[BEGIN EXTRACTED ENTRIES]

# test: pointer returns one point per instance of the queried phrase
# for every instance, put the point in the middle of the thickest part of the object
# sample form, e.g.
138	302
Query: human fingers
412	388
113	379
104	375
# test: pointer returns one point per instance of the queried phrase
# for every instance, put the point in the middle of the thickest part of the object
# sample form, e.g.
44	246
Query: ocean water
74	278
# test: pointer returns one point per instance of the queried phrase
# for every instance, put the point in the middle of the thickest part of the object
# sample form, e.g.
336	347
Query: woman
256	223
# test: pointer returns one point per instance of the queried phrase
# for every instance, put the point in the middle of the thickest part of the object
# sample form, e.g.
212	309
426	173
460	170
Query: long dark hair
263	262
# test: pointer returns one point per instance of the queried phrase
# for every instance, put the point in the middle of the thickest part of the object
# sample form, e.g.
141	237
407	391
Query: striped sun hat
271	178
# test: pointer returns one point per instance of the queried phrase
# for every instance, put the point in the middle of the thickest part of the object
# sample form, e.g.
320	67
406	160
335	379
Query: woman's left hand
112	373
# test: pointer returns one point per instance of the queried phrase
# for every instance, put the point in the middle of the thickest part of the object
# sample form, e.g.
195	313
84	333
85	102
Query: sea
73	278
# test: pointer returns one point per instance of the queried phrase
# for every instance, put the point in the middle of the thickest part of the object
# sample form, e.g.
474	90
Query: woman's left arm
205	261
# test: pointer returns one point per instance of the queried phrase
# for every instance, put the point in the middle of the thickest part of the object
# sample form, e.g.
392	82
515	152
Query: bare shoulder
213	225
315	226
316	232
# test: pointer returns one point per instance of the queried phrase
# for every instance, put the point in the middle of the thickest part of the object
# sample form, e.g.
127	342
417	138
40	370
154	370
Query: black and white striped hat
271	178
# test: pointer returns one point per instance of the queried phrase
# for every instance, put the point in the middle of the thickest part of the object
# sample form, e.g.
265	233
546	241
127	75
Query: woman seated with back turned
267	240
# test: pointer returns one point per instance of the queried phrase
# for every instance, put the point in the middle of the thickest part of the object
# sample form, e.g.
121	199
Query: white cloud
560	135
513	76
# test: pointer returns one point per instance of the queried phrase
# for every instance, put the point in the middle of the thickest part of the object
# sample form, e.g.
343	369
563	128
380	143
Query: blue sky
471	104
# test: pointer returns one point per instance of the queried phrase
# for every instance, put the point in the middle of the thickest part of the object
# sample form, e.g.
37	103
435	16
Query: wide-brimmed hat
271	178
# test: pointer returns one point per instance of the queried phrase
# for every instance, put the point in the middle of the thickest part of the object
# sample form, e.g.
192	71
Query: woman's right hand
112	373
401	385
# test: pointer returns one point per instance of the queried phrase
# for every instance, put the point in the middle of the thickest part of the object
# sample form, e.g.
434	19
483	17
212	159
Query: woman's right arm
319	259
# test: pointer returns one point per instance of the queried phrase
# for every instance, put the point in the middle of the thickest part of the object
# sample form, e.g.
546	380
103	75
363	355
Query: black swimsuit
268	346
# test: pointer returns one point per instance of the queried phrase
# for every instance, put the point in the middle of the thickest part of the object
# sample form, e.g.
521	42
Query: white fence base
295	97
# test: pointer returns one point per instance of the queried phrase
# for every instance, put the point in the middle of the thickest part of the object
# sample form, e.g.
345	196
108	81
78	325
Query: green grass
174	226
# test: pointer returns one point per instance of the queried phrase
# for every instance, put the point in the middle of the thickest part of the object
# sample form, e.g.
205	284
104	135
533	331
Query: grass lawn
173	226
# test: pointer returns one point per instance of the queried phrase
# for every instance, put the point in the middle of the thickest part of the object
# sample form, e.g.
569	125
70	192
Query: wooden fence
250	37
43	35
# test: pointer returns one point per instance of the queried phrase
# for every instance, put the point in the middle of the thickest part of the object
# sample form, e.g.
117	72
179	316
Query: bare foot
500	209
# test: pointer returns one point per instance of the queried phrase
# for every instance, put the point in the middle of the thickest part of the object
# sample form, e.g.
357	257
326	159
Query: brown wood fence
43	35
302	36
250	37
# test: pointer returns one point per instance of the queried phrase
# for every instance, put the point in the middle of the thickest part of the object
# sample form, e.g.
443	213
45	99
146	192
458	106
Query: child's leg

[END EXTRACTED ENTRIES]

> GIVEN INSTRUCTION:
Keep only the lines of the records that contain the string "striped", matching case exactly, and copy each of them out.

> WRITTEN ANSWER:
Query: striped sun hat
Query: black and white striped hat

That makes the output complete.